## GIVEN PASSAGE
———

EX-10.5 8 d448026dex105.htm EX-10.5 EX-10.5

Exhibit 10.5

FIRST EAGLE PRIVATE CREDIT FUND

TERMS AND CONDITIONS OF THE DIVIDEND REINVESTMENT PLAN

Registered holders (“Common Shareholders”) of common shares of beneficial interest (the “Common Shares”) of First Eagle Private Credit Fund (the “Fund”) will automatically be enrolled (the “Participants”) in the Fund’s Dividend Reinvestment Plan (the “Plan”) and are advised as follows:

1. THE PLAN AGENT. SS&C GIDS, Inc., (“SS&C” or the “Agent”) will act as Agent for each Participant.

2. CASH OPTION. The Fund will declare its income dividends or capital gains or other distributions (“Distributions”) payable in Common Shares, or, at the option of Common Shareholders, in cash. Therefore, each Participant will have all Distributions, net of any applicable U.S. withholding taxes, on his or her Common Shares automatically reinvested in additional Common Shares, unless such Participant elects to receive such Distributions in cash by contacting the Agent. An election to receive cash may be revoked or reinstated at the election of the Common Shareholder.

3. VALUATION. On the payment date for a Distribution, the Agent shall receive newly issued Common Shares (“Additional Common Shares”), including fractions, from the Fund for each Participant’s account. The number of Additional Common Shares to be credited shall be determined by dividing the dollar amount of the Distribution by the net asset value per Common Share on the declaration date. The net asset value per Common Share on a particular date shall be the amount calculated on that date (or if not calculated on such date, the amount most recently calculated) by or on behalf of the Fund in accordance with the Fund’s current prospectus. It is contemplated that the Fund will pay dividends at least quarterly. If, for any reason beyond the control of the Agent, reinvestment of the Distributions cannot be completed within 30 days after the applicable payment date for Distribution, funds held by the Agent on behalf of a Participant will be distributed to that Participant.

———

## MATERIAL
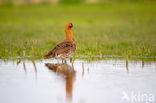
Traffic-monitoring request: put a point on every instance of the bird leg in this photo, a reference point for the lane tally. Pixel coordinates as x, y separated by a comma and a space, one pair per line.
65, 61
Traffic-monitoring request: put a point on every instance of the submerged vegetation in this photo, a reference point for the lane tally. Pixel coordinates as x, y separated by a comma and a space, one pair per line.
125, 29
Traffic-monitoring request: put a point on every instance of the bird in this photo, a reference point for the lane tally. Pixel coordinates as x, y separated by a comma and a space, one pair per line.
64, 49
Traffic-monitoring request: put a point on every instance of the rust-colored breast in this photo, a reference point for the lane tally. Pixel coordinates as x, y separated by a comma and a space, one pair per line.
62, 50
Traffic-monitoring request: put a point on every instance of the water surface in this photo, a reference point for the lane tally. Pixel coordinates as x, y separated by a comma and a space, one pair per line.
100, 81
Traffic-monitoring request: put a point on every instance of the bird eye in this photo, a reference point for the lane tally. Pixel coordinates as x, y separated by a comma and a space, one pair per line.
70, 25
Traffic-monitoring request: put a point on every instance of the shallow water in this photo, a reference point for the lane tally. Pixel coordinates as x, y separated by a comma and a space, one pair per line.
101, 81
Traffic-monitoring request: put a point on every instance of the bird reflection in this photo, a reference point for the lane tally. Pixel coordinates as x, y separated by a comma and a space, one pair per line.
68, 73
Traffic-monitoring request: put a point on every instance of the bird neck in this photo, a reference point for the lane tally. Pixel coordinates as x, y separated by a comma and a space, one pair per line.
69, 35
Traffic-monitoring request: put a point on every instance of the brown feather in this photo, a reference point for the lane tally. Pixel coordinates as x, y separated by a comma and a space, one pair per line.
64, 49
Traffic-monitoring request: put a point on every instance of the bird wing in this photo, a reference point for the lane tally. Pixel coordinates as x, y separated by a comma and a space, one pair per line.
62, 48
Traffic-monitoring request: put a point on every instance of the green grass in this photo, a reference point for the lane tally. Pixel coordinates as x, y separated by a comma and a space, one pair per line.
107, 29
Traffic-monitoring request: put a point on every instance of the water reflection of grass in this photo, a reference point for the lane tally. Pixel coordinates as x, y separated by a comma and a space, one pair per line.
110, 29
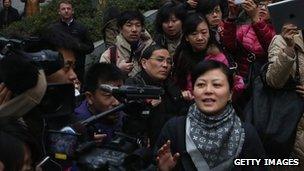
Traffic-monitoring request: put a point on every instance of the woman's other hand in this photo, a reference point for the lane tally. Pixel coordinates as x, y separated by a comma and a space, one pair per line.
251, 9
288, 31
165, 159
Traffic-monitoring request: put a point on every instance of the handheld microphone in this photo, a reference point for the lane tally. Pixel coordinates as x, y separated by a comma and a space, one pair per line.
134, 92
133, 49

———

## TASKS TO PERFORM
- a) According to the dividend reinvestment plan terms, which company acts as Agent for each Participant?
- b) Recast the paragraph of the dividend reinvestment plan terms that begins "3. VALUATION." as a short bulleted list that keeps its main facts.
- c) Write the next section of the dividend reinvestment plan terms, picking up after the last sentence shown.

## TASK ANSWERS
- a) SS&C GIDS, Inc. acts as Agent for each Participant.

- b)
- On a Distribution's payment date, the Agent receives newly issued Common Shares ("Additional Common Shares"), including fractions, from the Fund for each Participant's account.
- The number credited equals the dollar amount of the Distribution divided by the net asset value per Common Share on the declaration date.
- Net asset value per Common Share is the amount calculated on that date, or the most recently calculated amount if none was calculated that day, by or on behalf of the Fund under its current prospectus.
- The Fund is expected to pay dividends at least quarterly.
- If reinvestment cannot be completed within 30 days after the payment date for reasons beyond the Agent's control, the Agent distributes the funds it holds to the Participant.

- c)
4. TAXATION. The automatic reinvestment of Distributions does not relieve Participants of any taxes which may be payable on Distributions. Participants will receive tax information annually for their personal records and to help them prepare their federal income tax return. For further information as to tax consequences of participation in the Plan, Participants should consult with their own tax advisors.

5. LIABILITY OF AGENT. The Agent shall at all times act in good faith and agrees to use its best efforts within reasonable limits to ensure the accuracy of all services performed under this Plan and to comply with applicable law, but assumes no responsibility and shall not be liable for loss or damage due to errors unless such error is caused by the Agent’s negligence, bad faith, or willful misconduct or that of its employees. Each Participant’s uninvested funds held by the Agent will not bear interest. The Agent shall have no liability in connection with any inability to purchase Common Shares within the time provided, or with the timing of any purchases effected. The Agent shall have no responsibility for the value of Common Shares acquired. The Agent may commingle Participants’ funds.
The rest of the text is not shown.